Exercise prompt:
Work out how many lines of the listing below contain the word "mast". Respond with that number only.

Information provided:
+++

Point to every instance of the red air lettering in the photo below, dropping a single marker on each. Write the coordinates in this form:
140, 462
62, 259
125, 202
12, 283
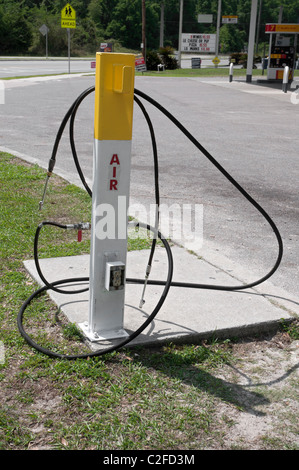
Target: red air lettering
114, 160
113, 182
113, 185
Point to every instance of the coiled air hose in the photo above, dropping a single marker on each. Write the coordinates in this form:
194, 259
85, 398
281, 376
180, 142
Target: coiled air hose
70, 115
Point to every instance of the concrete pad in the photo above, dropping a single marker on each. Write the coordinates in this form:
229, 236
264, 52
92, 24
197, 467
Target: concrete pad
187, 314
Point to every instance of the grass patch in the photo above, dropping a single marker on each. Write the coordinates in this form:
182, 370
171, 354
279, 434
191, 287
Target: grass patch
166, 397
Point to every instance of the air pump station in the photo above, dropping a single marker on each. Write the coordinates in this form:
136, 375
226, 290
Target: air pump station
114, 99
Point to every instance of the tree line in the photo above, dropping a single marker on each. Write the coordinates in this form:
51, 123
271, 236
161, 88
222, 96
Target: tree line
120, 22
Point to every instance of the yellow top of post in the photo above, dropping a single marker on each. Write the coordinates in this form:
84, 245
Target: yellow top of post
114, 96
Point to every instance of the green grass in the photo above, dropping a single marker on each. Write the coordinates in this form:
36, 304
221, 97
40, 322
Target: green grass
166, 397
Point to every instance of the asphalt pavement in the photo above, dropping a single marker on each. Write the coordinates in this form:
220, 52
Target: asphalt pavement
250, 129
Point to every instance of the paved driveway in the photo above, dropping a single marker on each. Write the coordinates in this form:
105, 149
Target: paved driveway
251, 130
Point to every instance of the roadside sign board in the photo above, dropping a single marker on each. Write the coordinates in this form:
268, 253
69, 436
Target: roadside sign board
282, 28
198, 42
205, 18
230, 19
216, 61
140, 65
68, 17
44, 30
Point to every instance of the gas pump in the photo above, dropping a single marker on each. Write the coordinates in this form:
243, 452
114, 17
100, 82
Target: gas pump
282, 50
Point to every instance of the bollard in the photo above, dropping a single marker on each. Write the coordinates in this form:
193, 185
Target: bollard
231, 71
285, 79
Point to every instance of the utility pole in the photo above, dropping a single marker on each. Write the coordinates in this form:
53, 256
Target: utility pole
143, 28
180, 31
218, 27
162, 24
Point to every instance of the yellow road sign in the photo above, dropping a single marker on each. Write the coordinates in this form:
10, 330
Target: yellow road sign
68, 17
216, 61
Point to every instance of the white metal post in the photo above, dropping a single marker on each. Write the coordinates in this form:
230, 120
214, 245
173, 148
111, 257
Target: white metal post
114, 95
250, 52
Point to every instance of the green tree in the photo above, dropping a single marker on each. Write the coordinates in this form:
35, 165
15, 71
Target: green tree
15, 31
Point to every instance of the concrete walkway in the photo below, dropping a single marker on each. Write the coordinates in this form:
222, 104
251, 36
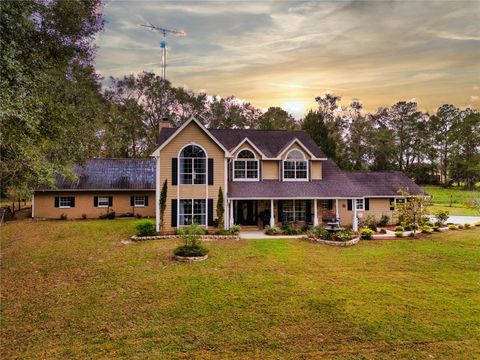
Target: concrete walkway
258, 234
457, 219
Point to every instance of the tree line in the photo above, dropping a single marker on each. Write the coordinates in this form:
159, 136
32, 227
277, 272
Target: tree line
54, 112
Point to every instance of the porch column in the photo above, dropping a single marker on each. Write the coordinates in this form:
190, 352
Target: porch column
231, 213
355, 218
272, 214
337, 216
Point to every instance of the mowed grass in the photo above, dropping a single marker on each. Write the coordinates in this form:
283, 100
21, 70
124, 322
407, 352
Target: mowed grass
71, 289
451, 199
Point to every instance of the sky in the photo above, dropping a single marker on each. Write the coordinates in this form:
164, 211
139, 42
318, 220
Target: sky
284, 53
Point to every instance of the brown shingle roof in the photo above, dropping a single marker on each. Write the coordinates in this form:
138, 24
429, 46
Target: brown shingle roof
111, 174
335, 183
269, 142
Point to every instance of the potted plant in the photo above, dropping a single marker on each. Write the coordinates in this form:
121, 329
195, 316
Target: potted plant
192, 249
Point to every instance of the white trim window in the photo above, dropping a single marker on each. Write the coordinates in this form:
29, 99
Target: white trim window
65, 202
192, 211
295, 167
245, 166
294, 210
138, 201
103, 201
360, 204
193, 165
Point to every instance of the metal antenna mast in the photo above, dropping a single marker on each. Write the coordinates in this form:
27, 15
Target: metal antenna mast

+++

Written response:
2